## Directions
Please retype the line that contains "Please locate the shoreline." and all lines that follow it to the end of the entries below, exactly as they stand, with nothing added.

Records from a dataset:
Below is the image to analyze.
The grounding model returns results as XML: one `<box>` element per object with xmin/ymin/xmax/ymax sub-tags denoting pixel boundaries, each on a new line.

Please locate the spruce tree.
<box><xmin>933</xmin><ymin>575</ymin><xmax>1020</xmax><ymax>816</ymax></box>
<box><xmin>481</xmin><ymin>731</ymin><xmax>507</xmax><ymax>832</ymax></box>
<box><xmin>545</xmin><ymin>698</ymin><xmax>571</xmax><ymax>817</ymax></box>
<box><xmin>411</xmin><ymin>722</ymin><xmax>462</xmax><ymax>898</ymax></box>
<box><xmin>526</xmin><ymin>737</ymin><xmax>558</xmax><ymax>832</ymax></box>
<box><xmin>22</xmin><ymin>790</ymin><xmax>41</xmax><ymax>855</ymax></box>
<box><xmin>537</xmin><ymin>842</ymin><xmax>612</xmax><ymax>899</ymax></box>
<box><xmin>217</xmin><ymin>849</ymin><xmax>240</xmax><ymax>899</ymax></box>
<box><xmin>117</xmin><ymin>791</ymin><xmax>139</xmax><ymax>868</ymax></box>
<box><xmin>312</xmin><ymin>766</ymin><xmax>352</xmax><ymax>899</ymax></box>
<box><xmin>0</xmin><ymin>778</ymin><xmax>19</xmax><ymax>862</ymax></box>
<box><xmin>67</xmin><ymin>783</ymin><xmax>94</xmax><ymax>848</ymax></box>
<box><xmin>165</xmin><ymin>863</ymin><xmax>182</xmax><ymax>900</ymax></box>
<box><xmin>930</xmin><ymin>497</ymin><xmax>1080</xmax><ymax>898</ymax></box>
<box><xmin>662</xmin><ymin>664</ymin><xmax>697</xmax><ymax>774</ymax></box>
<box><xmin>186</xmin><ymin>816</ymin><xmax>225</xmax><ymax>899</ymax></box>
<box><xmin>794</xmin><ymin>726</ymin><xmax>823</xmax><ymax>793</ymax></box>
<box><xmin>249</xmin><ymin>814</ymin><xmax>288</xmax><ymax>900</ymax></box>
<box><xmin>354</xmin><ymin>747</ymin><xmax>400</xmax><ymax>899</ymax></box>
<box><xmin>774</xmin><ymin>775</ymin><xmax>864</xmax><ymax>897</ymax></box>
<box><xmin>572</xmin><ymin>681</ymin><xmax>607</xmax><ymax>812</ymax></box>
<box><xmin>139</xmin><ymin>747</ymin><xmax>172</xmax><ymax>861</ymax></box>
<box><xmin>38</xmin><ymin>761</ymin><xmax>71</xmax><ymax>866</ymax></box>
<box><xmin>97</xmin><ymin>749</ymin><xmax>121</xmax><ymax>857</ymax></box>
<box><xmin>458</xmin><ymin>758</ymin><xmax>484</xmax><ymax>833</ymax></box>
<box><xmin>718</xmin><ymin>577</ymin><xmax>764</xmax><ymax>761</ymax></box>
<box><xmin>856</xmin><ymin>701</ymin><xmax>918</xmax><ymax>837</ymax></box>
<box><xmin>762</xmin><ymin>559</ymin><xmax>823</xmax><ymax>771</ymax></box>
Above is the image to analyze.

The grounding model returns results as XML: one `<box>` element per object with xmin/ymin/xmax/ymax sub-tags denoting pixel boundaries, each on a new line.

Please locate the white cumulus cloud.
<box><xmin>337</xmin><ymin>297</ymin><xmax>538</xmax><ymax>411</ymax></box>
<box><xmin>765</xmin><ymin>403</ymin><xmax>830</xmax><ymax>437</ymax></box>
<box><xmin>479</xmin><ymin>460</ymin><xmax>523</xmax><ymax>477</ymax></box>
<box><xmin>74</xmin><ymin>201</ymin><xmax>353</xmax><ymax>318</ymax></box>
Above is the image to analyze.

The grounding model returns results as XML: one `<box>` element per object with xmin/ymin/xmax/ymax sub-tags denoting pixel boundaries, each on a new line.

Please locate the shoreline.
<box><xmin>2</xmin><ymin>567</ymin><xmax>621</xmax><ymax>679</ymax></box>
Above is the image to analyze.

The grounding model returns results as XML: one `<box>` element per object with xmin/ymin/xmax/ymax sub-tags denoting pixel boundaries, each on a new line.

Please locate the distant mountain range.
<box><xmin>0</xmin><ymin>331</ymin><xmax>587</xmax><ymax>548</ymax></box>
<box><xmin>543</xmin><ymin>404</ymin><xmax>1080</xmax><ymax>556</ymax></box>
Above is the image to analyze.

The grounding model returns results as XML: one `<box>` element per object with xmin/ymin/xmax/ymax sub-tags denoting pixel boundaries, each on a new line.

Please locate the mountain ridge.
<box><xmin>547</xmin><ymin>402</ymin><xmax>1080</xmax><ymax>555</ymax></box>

## The completed task
Please locate the shoreline.
<box><xmin>2</xmin><ymin>567</ymin><xmax>621</xmax><ymax>679</ymax></box>
Above is the image to analyze.

The grounding model returns results as XML: one `<box>` element per object with xmin/ymin/xmax/ymax sub-tags denoting pixel boundaries, each on a new line.

Please locate the distant mountain range.
<box><xmin>0</xmin><ymin>331</ymin><xmax>587</xmax><ymax>548</ymax></box>
<box><xmin>543</xmin><ymin>404</ymin><xmax>1080</xmax><ymax>556</ymax></box>
Above is the image to analyze.

The grounding model returns results as XML: one `<box>` element per object with xmin/ymin/xmax/ymax sub-tags denoting pixel boundaries, each on a new line.

Please locate the mountain ridge.
<box><xmin>547</xmin><ymin>402</ymin><xmax>1080</xmax><ymax>555</ymax></box>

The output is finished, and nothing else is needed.